> Extrait du document:
Le code en question ressemble à ça :

import numpy as np
def npperm(M):
    n = M.shape[0]
    d = np.ones(n)
    j =  0
    s = 1
    f = np.arange(n)
    v = M.sum(axis=0)
    p = np.prod(v)
    while (j < n-1):
        v -= 2*d[j]*M[j]
        d[j] = -d[j]
        s = -s
        prod = np.prod(v)
        p += s*prod
        f[0] = 0
        f[j] = f[j+1]
        f[j+1] = j+1
        j = f[0]
    return p/2**(n-1)

Y a des appels au package de calcul scientifique numpy et des accès directs de tableau dans une boucle while. les premiers sont hors d'atteinte de cython, mais les deuxièmes --- si on annote le code efficacement --- ouvres de belles perspectives d'optimisation : pour faire simple l'utilisateur va annoter toutes les déclarations de variables pour permettre à cython de transformer le code Python en code C faisant le moins d'appels possible à l'API C de CPython. Et le meilleur code trouvé par la communauté donne ça :

import numpy as np
cimport numpy as np
cimport cython
from libc.stdlib cimport malloc, free
from libc.math cimport pow

cdef inline double sum_axis(double *v, double *M, int n):
    cdef:
        int i, j
    for i in range(n):
        for j in range(n):
            v[i] += M[j*n+i]


@cython.boundscheck(False)

> Exercices à réaliser:
1. Traduisez en anglais cette phrase de l'extrait : « Y a des appels au package de calcul scientifique numpy et des accès directs de tableau dans une boucle while. »
2. Reproduisez fidèlement la partie de l'extrait qui commence par « v = M.sum(axis=0) » et se poursuit jusqu'à « return p/2**(n-1) » inclus.

> Entrées de données:

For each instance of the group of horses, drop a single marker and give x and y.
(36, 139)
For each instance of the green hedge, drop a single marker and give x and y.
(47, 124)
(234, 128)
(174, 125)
...
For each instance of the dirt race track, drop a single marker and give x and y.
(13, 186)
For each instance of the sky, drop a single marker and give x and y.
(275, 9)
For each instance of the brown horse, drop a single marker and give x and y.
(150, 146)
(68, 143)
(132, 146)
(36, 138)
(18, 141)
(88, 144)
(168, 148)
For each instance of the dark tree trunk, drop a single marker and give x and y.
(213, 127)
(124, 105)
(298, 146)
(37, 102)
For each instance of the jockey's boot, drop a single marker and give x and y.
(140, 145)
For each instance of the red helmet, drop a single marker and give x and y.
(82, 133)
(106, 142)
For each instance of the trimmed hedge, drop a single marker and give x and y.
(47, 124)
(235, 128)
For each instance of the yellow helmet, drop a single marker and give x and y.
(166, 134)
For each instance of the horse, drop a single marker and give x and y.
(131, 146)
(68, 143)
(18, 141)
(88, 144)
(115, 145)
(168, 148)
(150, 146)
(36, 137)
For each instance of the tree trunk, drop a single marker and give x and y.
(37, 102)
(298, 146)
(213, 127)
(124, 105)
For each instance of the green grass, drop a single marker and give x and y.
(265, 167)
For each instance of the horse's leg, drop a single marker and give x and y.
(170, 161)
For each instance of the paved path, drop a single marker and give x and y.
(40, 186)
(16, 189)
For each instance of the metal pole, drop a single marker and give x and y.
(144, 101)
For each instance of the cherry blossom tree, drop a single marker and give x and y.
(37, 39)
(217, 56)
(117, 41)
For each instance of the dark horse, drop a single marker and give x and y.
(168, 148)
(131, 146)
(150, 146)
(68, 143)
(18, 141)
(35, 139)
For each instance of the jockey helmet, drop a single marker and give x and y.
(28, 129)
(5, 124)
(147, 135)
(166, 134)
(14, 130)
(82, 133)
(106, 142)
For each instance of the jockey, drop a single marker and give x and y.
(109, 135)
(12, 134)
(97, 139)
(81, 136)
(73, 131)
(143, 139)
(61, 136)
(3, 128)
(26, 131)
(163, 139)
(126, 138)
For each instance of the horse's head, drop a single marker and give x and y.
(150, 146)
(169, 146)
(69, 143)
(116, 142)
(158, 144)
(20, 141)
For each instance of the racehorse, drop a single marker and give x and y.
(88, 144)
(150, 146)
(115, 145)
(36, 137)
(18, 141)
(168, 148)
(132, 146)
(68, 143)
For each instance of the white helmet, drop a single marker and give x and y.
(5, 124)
==
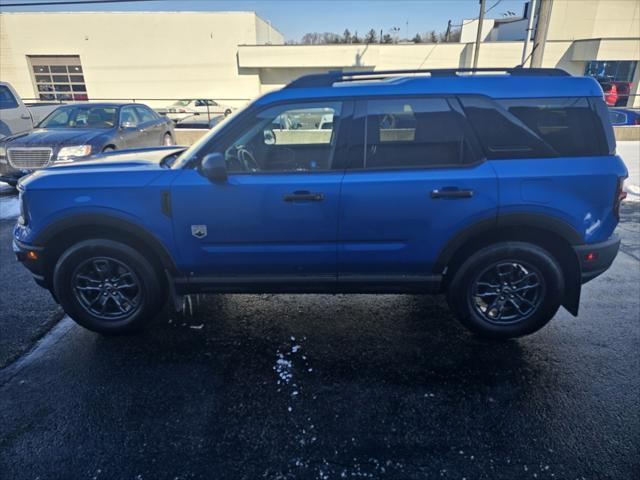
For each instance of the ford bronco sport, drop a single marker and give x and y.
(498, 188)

> Corrigés:
1. There are calls to the scientific computing package numpy and direct array accesses in a while loop.

2.
v = M.sum(axis=0)
    p = np.prod(v)
    while (j < n-1):
        v -= 2*d[j]*M[j]
        d[j] = -d[j]
        s = -s
        prod = np.prod(v)
        p += s*prod
        f[0] = 0
        f[j] = f[j+1]
        f[j+1] = j+1
        j = f[0]
    return p/2**(n-1)